NUEVO ENERGY COMPANY
$100,000,000
8 7/8% SENIOR SUBORDINATED NOTES DUE 2008, SERIES A
PURCHASE AGREEMENT
New York, New York
June 3, 1998
Salomon Brothers Inc
X.X. Xxxxxx Securities Inc.
NationsBanc Xxxxxxxxxx Securities LLC
As Representatives of the Initial Purchasers
c/o Salomon Brothers Inc
Seven Xxxxx Xxxxx Xxxxxx
Xxx Xxxx, Xxx Xxxx 00000
Ladies and Gentlemen:
Nuevo Energy Company, a Delaware corporation (the "Company"), proposes to
issue and sell to the parties named in Schedule I hereto (the "Initial
Purchasers"), for whom you are acting as representatives (the
"Representatives"), $100,000,000 principal amount of its 8 7/8% Senior
Subordinated Notes due 2008, Series A (the "Securities"). The Securities are to
be issued under an indenture (the "Indenture") dated as of June 8, 1998, between
the Company and State Street Bank and Trust Company, as trustee (the "Trustee").
If you are the only Initial Purchasers, all references herein to the
Representatives shall be deemed to be to the Initial Purchasers.
The sale of the Securities to the Initial Purchasers will be made without
registration of the Securities under the Securities Act of 1933, as amended (the
"Securities Act"), in reliance upon exemptions from the registration
requirements of the Securities Act. You have advised the Company that the
Initial Purchasers will offer and sell the Securities purchased by them
hereunder in accordance with Section 4 hereof as soon as you deem advisable.
In connection with the sale of the Securities, the Company has prepared a
preliminary offering memorandum, dated May 19, 1998 (including any and all
exhibits thereto, the
"Preliminary Memorandum"), and a final offering memorandum, dated June 3, 1998
(including any and all exhibits thereto, the "Final Memorandum"). Each of the
Preliminary Memorandum and the Final Memorandum sets forth certain information
concerning the Company and the Securities. The Company hereby confirms that it
has authorized the use of the Preliminary Memorandum and the Final Memorandum,
and any amendment or supplement thereto, in connection with the offer and sale
of the Securities by the Initial Purchasers. Unless stated to the contrary, all
references herein to the Final Memorandum are to the Final Memorandum at the
Execution Time (as defined below) and are not meant to include any amendment or
supplement subsequent to the Execution Time.
1. Representations and Warranties. The Company represents and warrants to
each Initial Purchaser as set forth below in this Section 1.

★ ★ ★

— Set task A —
Duplicate every one of the detection entries below without any change.

[Detection examples]
★ ★ ★

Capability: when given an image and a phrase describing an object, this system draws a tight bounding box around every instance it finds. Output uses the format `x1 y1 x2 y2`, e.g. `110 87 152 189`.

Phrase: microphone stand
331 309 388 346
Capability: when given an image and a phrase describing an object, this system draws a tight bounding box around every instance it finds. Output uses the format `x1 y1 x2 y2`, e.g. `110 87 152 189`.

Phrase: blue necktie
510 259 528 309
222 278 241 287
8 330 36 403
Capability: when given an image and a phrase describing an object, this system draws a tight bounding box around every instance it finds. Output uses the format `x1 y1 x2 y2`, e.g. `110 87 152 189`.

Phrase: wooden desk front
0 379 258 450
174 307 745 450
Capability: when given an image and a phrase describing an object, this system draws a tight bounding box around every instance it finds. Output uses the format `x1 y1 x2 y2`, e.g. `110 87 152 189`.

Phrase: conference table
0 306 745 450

★ ★ ★

— Set task B —
Write out the passage of the purchase agreement word for word, starting at "The sale of the Securities to" and ending at "you deem advisable.".

— Exercise response A —
Capability: when given an image and a phrase describing an object, this system draws a tight bounding box around every instance it finds. Output uses the format `x1 y1 x2 y2`, e.g. `110 87 152 189`.

Phrase: microphone stand
331 309 388 346
Capability: when given an image and a phrase describing an object, this system draws a tight bounding box around every instance it finds. Output uses the format `x1 y1 x2 y2`, e.g. `110 87 152 189`.

Phrase: blue necktie
510 259 528 309
222 278 241 287
8 330 36 403
Capability: when given an image and a phrase describing an object, this system draws a tight bounding box around every instance it finds. Output uses the format `x1 y1 x2 y2`, e.g. `110 87 152 189`.

Phrase: wooden desk front
0 379 258 450
174 307 745 450
Capability: when given an image and a phrase describing an object, this system draws a tight bounding box around every instance it finds. Output uses the format `x1 y1 x2 y2`, e.g. `110 87 152 189`.

Phrase: conference table
0 306 745 450

— Exercise response B —
The sale of the Securities to the Initial Purchasers will be made without
registration of the Securities under the Securities Act of 1933, as amended (the
"Securities Act"), in reliance upon exemptions from the registration
requirements of the Securities Act. You have advised the Company that the
Initial Purchasers will offer and sell the Securities purchased by them
hereunder in accordance with Section 4 hereof as soon as you deem advisable.